___ Material

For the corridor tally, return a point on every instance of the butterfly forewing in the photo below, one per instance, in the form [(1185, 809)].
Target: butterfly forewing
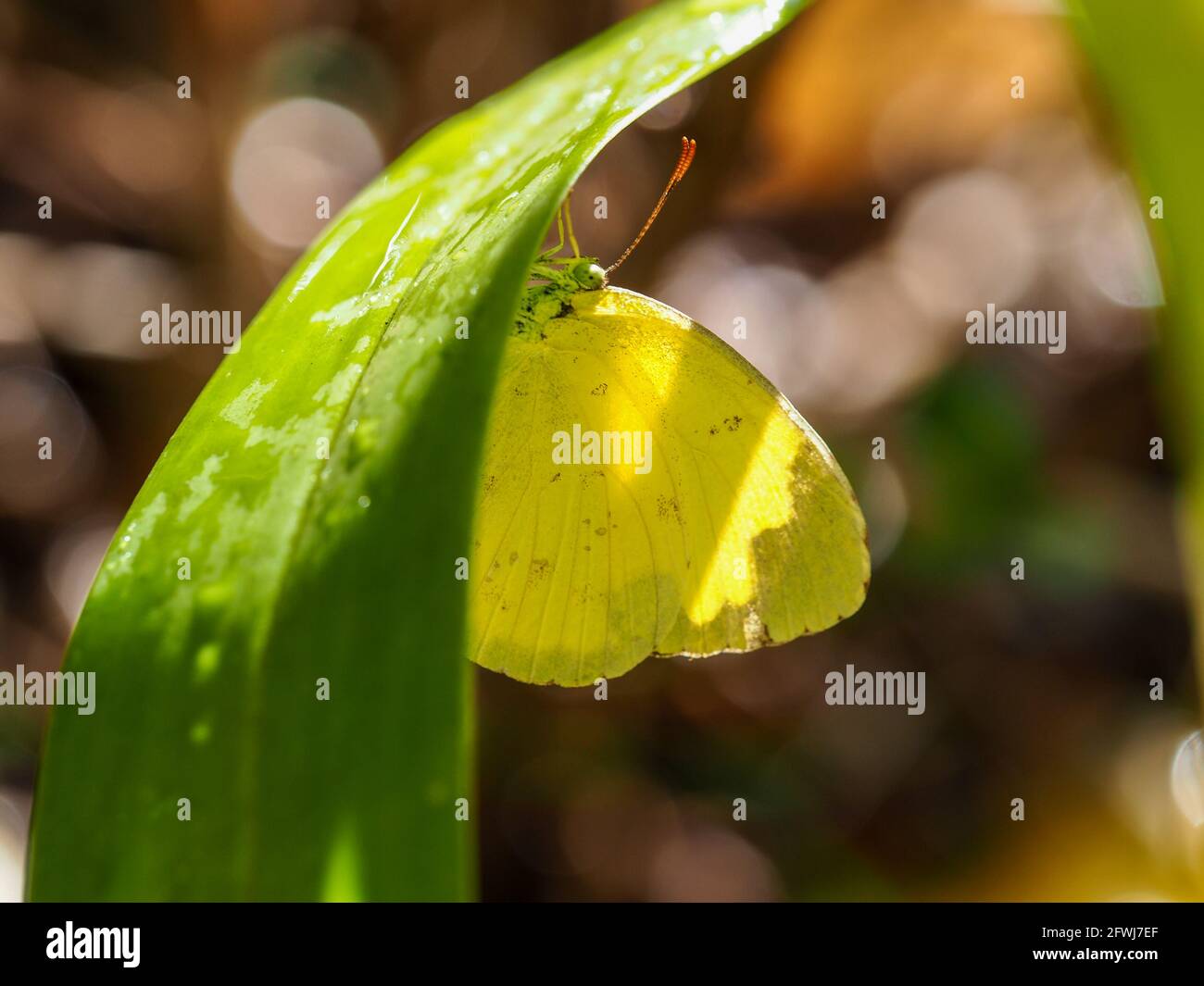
[(646, 492)]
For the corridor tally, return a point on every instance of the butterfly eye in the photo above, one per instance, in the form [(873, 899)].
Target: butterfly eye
[(589, 276)]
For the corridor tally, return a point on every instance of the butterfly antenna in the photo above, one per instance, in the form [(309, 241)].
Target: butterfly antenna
[(683, 167)]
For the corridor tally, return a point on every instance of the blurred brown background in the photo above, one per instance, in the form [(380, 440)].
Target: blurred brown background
[(1035, 689)]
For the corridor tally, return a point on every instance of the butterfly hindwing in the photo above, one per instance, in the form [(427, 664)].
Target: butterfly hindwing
[(738, 530)]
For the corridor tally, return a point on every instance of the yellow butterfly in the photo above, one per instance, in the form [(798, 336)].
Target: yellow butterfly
[(646, 492)]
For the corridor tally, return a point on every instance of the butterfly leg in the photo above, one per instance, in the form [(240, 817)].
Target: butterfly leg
[(560, 232), (569, 220)]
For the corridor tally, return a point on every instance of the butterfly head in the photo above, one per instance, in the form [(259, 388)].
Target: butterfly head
[(586, 272)]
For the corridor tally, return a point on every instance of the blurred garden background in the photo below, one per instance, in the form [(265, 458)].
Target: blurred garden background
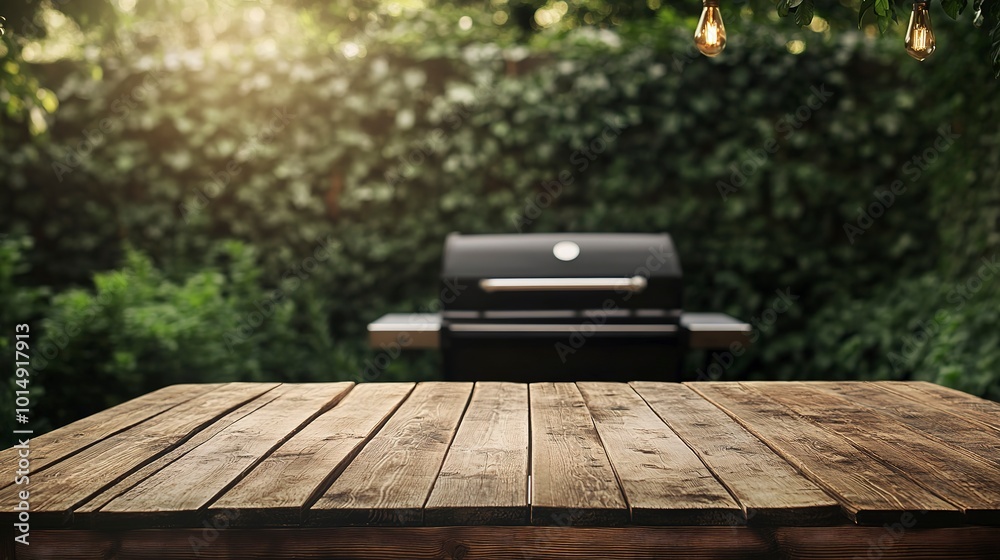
[(205, 191)]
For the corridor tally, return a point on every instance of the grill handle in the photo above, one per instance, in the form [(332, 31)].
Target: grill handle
[(633, 284)]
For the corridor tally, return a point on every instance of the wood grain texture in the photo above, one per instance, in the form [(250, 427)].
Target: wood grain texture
[(53, 446), (965, 480), (475, 543), (664, 482), (281, 488), (390, 479), (572, 481), (174, 494), (945, 427), (972, 408), (868, 491), (484, 479), (411, 543), (768, 489), (82, 517), (70, 482)]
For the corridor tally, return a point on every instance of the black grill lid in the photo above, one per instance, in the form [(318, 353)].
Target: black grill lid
[(624, 271)]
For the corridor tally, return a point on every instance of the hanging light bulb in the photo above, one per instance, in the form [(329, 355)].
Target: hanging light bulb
[(710, 35), (920, 41)]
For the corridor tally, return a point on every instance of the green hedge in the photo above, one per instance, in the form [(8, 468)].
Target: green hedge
[(757, 162)]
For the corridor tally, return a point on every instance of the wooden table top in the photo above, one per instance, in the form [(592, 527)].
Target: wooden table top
[(763, 454)]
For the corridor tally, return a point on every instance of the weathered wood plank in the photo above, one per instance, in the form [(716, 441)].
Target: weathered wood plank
[(571, 475), (70, 482), (949, 400), (770, 491), (279, 490), (963, 479), (868, 491), (390, 479), (474, 543), (174, 494), (484, 479), (945, 427), (53, 446), (81, 517), (664, 482)]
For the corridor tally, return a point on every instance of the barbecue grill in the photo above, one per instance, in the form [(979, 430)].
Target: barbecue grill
[(560, 307)]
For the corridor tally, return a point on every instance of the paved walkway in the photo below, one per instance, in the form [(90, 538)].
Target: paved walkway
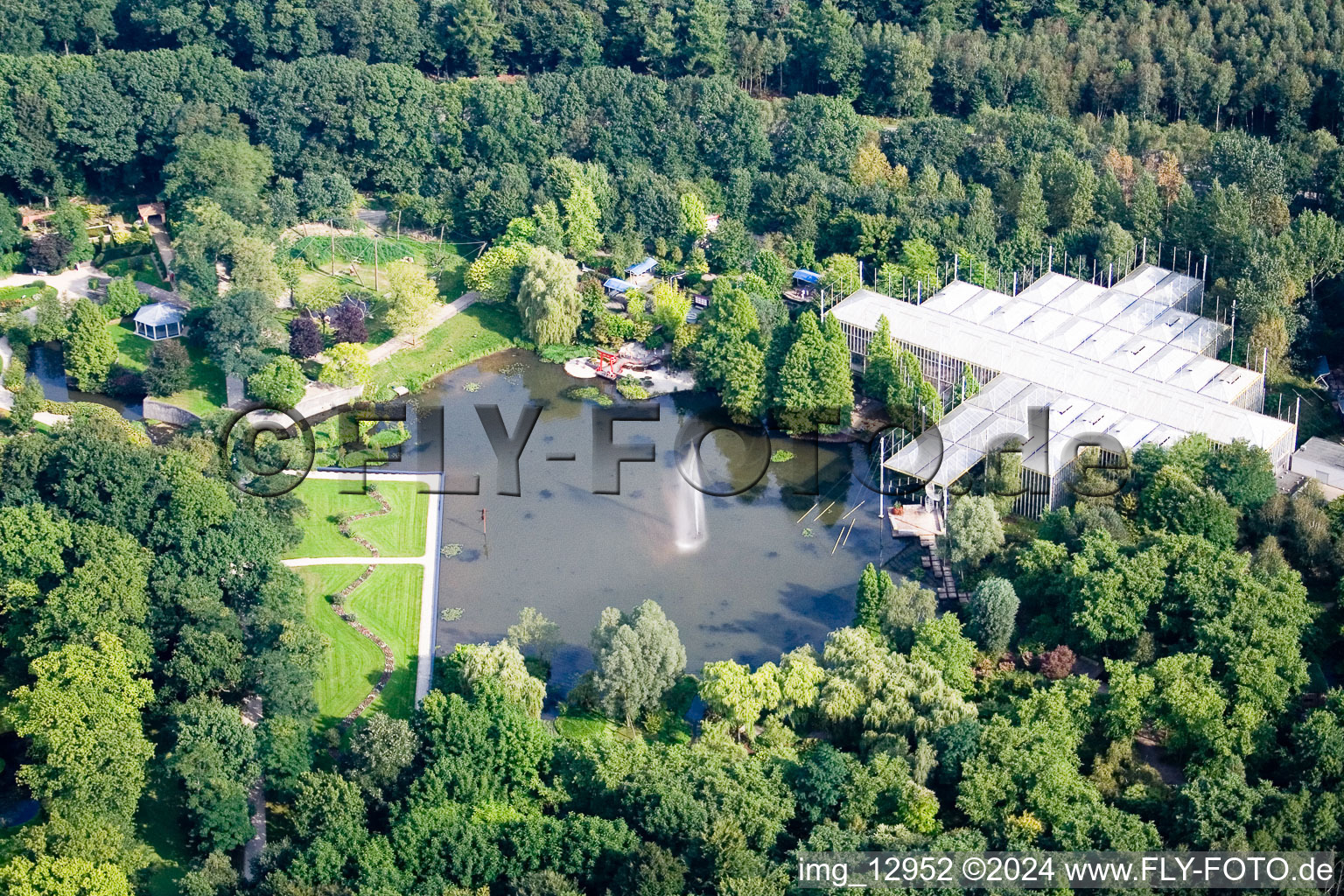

______

Take the line that contains "form [(265, 458)]." and every line after it to the end of the records above; quote them exactly, leaving out the pictures.

**Reply:**
For the corridor tally, return a point on every instance of the blurred garden background in the photo below, one per instance, in the form [(265, 458)].
Target: blurred garden background
[(205, 191)]
For the corridor tally, return a point on every instance of the grill handle in the photo above, one per instance, in the form [(332, 31)].
Target: grill handle
[(633, 284)]
For the corridor tally, return a point on every instance of the wood grain texture in the photo above, one per instance, in the form [(250, 427)].
Target: wood grain texture
[(53, 446), (965, 480), (475, 543), (664, 482), (281, 488), (390, 479), (572, 481), (174, 494), (945, 427), (972, 408), (868, 491), (484, 479), (411, 543), (768, 489), (82, 517), (70, 482)]
For the corridor tally, return a point on every instance of the black grill lid in the photo above, one per instance, in the form [(318, 353)].
Target: black grill lid
[(624, 271)]
For the corridor tally, return a point on every instance of the hanging light bulb in the photo above, one per instance, in the form [(329, 355)].
Target: hanging light bulb
[(710, 35), (920, 41)]
For the corridor tally, return a point on every instance of the green hedge in the photo above, one per instance, in the form [(8, 468)].
Target: green hedge
[(757, 162)]
For the corridor tally, return a point on every instance of the wooden table top in the photo above, one per instance, in the form [(592, 527)].
Target: wooden table top
[(763, 454)]
For the corridor tally, return a point on every instance of the weathered wood plank in the photo above, one per instance, in the form [(716, 441)].
Target: weathered wood plank
[(571, 475), (70, 482), (949, 400), (770, 491), (279, 490), (963, 479), (868, 491), (390, 479), (474, 543), (174, 494), (484, 479), (945, 427), (53, 446), (81, 517), (664, 482)]
For the corridor tally, return a point on every instance of the barbecue grill in the photo above, one per instance, in the form [(979, 430)].
Target: barbecue grill
[(560, 307)]
For the corridor tally, return a point on every instance of the paved walkway in the photo below, one per instance, in the form [(90, 538)].
Target: paved walkway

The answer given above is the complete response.